>> begin EXERCISE MATERIAL
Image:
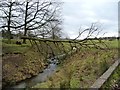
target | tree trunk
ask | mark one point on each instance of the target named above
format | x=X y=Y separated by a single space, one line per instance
x=25 y=27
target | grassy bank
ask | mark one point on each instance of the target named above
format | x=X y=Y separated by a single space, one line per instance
x=20 y=62
x=83 y=68
x=114 y=80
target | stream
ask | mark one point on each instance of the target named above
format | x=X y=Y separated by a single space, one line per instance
x=41 y=77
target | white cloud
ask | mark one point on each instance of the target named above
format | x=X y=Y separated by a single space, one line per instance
x=78 y=13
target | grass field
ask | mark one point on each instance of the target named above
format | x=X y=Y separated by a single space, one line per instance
x=83 y=68
x=78 y=70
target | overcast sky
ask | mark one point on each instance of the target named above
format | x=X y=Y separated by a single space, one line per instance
x=81 y=13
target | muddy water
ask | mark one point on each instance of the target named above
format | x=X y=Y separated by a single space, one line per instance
x=41 y=77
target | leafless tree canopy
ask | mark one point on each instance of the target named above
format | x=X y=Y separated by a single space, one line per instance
x=30 y=15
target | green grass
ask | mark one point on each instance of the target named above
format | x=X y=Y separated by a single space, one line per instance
x=78 y=70
x=114 y=80
x=82 y=69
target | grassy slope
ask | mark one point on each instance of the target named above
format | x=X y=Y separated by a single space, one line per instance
x=23 y=61
x=83 y=68
x=114 y=80
x=20 y=62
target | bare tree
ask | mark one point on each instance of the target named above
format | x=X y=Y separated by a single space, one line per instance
x=37 y=14
x=8 y=16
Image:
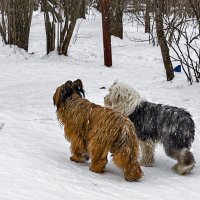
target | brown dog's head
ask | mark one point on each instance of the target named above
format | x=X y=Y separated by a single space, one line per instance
x=66 y=90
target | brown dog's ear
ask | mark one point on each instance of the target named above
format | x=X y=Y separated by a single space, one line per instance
x=78 y=87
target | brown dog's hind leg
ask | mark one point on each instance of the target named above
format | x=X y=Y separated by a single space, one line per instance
x=98 y=155
x=77 y=150
x=130 y=166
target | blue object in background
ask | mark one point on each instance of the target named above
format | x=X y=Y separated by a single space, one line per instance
x=177 y=68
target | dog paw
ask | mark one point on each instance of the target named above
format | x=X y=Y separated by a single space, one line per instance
x=97 y=170
x=146 y=164
x=182 y=169
x=76 y=159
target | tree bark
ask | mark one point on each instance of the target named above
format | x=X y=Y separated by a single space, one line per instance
x=106 y=33
x=147 y=16
x=116 y=8
x=162 y=40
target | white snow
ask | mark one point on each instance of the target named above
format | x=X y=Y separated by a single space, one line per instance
x=34 y=156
>> end EXERCISE MATERIAL
▶ [PROBLEM REQUIREMENTS]
Retype the listing from the line that contains "target | grassy slope" through the end of the listing, including both ends. Leave the pictures out of your answer.

▶ [SOLUTION]
target | grassy slope
ask | mark one point on each instance of the target named above
format | x=X y=Y separated by a single space, one line per instance
x=23 y=61
x=83 y=68
x=114 y=80
x=20 y=62
target | bare tree
ask | mark one point on each instance of the target named above
format | x=X y=Y separated by a single space, one line per instance
x=37 y=14
x=8 y=16
Image:
target | brown dog's head
ask | mark one point on each instance of the target named above
format | x=X y=Y separated by a single space, one line per instance
x=66 y=90
target | brown dog's ear
ask | mark one point on each instance of the target named above
format | x=X y=Y separated by a single space, one line per instance
x=78 y=87
target | brown dog's hind leg
ask | mark one point on each instance of the target named above
format | x=X y=Y separated by a single space, one line per instance
x=98 y=155
x=77 y=150
x=130 y=166
target | blue object in background
ask | mark one point on each instance of the target named above
format | x=X y=Y separated by a single space, one line per instance
x=177 y=68
target | dog paw
ask | mark one point on each instance of the target named above
format | x=X y=Y separated by a single space, one line per instance
x=97 y=170
x=146 y=164
x=182 y=169
x=76 y=159
target | tree bark
ask | mark one point on each instance of the target named above
format | x=X y=Y separated by a single space, one line per instance
x=106 y=33
x=147 y=16
x=116 y=8
x=162 y=40
target | white snow
ask | mark one point on each instance of the target named above
format | x=X y=Y separated by a single space, one line per instance
x=34 y=156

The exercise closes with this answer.